## REQUIREMENTS
Transcribe the records in full, keeping every character as it is.

## DATA SHOWN

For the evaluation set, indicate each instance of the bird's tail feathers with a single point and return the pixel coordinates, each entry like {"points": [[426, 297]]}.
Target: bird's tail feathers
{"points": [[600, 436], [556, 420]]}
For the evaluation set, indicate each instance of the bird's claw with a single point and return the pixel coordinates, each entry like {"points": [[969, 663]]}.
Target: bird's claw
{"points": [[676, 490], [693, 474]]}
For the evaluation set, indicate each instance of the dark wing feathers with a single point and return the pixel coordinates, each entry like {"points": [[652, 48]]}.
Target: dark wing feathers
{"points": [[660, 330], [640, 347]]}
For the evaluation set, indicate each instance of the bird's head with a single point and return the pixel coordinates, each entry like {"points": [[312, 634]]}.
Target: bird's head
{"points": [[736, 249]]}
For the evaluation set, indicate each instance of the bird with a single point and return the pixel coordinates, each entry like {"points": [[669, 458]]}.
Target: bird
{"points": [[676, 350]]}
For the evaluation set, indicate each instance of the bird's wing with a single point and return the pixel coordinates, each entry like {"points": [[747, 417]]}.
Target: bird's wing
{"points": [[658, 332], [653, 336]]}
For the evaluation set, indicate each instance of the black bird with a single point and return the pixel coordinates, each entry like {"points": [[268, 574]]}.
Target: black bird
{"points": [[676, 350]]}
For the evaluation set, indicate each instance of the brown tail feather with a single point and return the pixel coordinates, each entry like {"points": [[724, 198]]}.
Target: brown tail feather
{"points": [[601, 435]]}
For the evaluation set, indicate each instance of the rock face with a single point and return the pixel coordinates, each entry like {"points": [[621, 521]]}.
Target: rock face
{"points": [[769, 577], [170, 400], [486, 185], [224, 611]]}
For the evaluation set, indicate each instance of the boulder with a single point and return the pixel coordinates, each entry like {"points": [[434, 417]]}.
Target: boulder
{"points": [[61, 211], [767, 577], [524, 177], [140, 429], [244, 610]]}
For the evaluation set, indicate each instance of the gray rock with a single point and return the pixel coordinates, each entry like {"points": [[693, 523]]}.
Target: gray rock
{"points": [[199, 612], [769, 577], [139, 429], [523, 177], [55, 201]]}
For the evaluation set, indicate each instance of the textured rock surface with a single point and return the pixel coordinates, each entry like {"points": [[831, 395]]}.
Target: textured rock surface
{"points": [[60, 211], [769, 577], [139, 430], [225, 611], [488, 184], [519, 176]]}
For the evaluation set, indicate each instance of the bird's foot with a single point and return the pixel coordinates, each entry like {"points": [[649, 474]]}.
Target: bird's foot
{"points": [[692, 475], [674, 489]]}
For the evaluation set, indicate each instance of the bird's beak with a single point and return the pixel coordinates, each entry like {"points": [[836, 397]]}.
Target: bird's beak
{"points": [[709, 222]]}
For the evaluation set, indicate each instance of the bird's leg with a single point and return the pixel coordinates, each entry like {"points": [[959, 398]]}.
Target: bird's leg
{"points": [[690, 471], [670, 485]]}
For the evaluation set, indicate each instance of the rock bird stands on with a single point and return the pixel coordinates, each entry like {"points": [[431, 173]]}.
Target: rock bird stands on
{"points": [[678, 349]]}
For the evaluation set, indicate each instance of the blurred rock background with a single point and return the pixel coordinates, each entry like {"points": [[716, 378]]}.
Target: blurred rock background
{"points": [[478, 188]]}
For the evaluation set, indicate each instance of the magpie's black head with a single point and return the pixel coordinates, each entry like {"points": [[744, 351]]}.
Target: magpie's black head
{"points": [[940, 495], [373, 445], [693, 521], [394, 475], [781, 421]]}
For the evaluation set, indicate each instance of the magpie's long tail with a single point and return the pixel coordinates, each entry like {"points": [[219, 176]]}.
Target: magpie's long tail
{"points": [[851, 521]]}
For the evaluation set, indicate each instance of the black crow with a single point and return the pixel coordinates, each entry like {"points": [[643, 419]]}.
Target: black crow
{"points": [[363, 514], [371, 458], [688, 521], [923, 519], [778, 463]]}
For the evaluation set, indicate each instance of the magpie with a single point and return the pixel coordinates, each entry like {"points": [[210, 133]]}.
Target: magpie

## THE COMPLETED TASK
For the evaluation set, indicate each instance of the bird's tail feathers with a single point and return the pixel coordinates, each entry like {"points": [[426, 297]]}.
Target: bird's tail feathers
{"points": [[600, 436], [556, 420]]}
For the evaluation set, indicate each instance of the bird's claw with a single point and return the pixel coordinates, each entry like {"points": [[969, 663]]}.
Target: bird's claw
{"points": [[676, 490], [693, 474]]}
For the evaluation set, indicate each instance of the dark wing feathers with a single point and return the pixel coordinates, each entry like {"points": [[652, 48]]}.
Target: dark wing feathers
{"points": [[660, 330], [640, 347]]}
For the evaluation set, indicate each instance of the bird's head with a single point and return the pixel coordinates, each entry like {"points": [[312, 634]]}.
Target: bird's head
{"points": [[736, 249]]}
For the evaluation set, indicate each instance of the bird with a single point and return the pixel coordinates, each entry like {"points": [[669, 458]]}.
Target: bird
{"points": [[676, 350]]}
For the evaluation set, indicate each instance of the bird's wing with a single point and return the pixel coordinates, each entry like {"points": [[747, 417]]}.
Target: bird's wing
{"points": [[658, 332], [653, 336]]}
For the evaluation set, indicate each instance of the black bird with a single point and return the pixel coordinates, each entry like {"points": [[268, 574]]}.
Target: black bird
{"points": [[676, 350]]}
For the evaluation set, indicate each instance of the brown tail feather with a single point and return the pixel coordinates, each entry like {"points": [[724, 198]]}.
Target: brown tail feather
{"points": [[601, 435]]}
For the evaluation set, indicate each instance of the rock face with a single point and return the pixel coordinates, each entry like {"points": [[621, 521]]}.
Target: rock face
{"points": [[769, 577], [170, 400], [486, 185], [224, 611]]}
For the evaluation set, indicate each instance of the boulder with a single point and return the pixel coordinates, each entry like {"points": [[434, 417]]}.
Target: boulder
{"points": [[61, 211], [767, 577], [524, 177], [140, 429], [244, 610]]}
For the evaluation set, indicate each instance of the gray rock with a single point and return the pixel coordinates, each entry like {"points": [[693, 523]]}.
Target: gray rock
{"points": [[199, 612], [769, 577], [139, 429], [523, 177], [55, 201]]}
For the evaluation set, indicate each instance of the textured rock surface with a single point and return the pixel coordinates, each entry like {"points": [[831, 395]]}.
Target: textured rock surface
{"points": [[60, 211], [769, 577], [139, 430], [225, 611], [488, 184], [519, 176]]}
For the evaluation set, indicate each instance of the bird's foot with a single point and return the pixel coordinates, each entry like {"points": [[649, 474]]}.
Target: bird's foot
{"points": [[692, 475], [674, 489]]}
For the evaluation set, indicate each instance of the bird's beak with a single point and return the pixel coordinates, each entry like {"points": [[836, 397]]}.
Target: bird's beak
{"points": [[709, 222]]}
For the evaluation set, indicate each instance of the bird's leg with a single point and return the pixel coordinates, each entry like {"points": [[959, 398]]}.
Target: bird's leg
{"points": [[690, 471], [670, 485]]}
For the evaluation set, indicate each instance of the rock bird stands on with a single point and return the pixel coordinates, each entry like {"points": [[431, 173]]}.
Target: rock bird stands on
{"points": [[678, 349]]}
For the evaluation set, indicate each instance of the blurred rock background with a single point and return the pixel coordinates, each entry like {"points": [[716, 378]]}.
Target: blurred rock background
{"points": [[478, 188]]}
For the evaluation set, indicate each instance of the magpie's black head with a single point and return the pixel coordinates, each entry like {"points": [[744, 351]]}.
Target: magpie's black head
{"points": [[940, 495], [373, 445], [693, 521], [394, 475], [781, 421]]}
For the evaluation set, indicate each instance of the magpie's long tail with a single point and return the pixel coordinates, each entry like {"points": [[219, 176]]}.
Target: magpie's long tail
{"points": [[851, 521]]}
For the evaluation set, indicate each instance of the black crow with a single point and return the pixel coordinates, each entry like {"points": [[643, 419]]}.
Target: black crow
{"points": [[363, 514], [371, 458], [688, 521], [923, 519], [778, 463]]}
For the evaluation set, indicate each instance of the magpie with a single point and return the pixel coordinates, each entry like {"points": [[210, 133]]}.
Target: magpie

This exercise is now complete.